PROMPT » Repeat each line of the material exactly.
+++++
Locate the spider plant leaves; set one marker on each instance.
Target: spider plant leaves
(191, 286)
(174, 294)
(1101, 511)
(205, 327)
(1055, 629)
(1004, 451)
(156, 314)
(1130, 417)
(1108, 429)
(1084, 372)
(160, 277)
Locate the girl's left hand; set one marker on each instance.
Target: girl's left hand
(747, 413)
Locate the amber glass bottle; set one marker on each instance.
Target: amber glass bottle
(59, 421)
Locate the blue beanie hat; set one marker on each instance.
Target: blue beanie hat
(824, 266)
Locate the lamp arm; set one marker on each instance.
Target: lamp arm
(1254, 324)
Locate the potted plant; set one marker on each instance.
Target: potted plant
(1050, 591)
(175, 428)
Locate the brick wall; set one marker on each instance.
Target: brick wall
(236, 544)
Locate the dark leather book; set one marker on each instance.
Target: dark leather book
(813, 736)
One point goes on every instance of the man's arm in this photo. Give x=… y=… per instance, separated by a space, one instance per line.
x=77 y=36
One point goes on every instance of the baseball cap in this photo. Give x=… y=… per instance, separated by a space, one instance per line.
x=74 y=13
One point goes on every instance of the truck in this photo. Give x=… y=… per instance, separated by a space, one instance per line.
+++++
RESPONSE BELOW »
Locate the spider plant leaves; set one marker on each instance.
Target: spider plant leaves
(191, 286)
(174, 294)
(1101, 511)
(205, 327)
(1055, 629)
(1004, 451)
(156, 314)
(1130, 417)
(1108, 429)
(1084, 372)
(160, 277)
Locate the girl's left hand; set one marker on each instance.
Target: girl's left hand
(747, 413)
Locate the amber glass bottle; set one marker on each instance.
Target: amber glass bottle
(59, 421)
Locate the blue beanie hat; set one marker on each instance.
Target: blue beanie hat
(824, 266)
Locate the lamp arm; set one marker on each instance.
Target: lamp arm
(1254, 324)
Locate the potted plant; set one marker on each instance.
Target: potted plant
(1050, 591)
(175, 428)
Locate the brick wall; set one marker on each instance.
Target: brick wall
(236, 544)
Locate the dark leather book; set one marker on each instance.
Target: dark leather book
(813, 736)
One point goes on every instance of the man's arm in this photo. Give x=… y=… per instance, separated by a space, one instance per line.
x=77 y=36
One point goes on every instance of the baseball cap in this photo. Give x=… y=… per instance, separated by a space, one instance per line.
x=74 y=13
One point goes on every instance of the truck in this photo. Give x=… y=… per instance, separated by a space, one instance per line.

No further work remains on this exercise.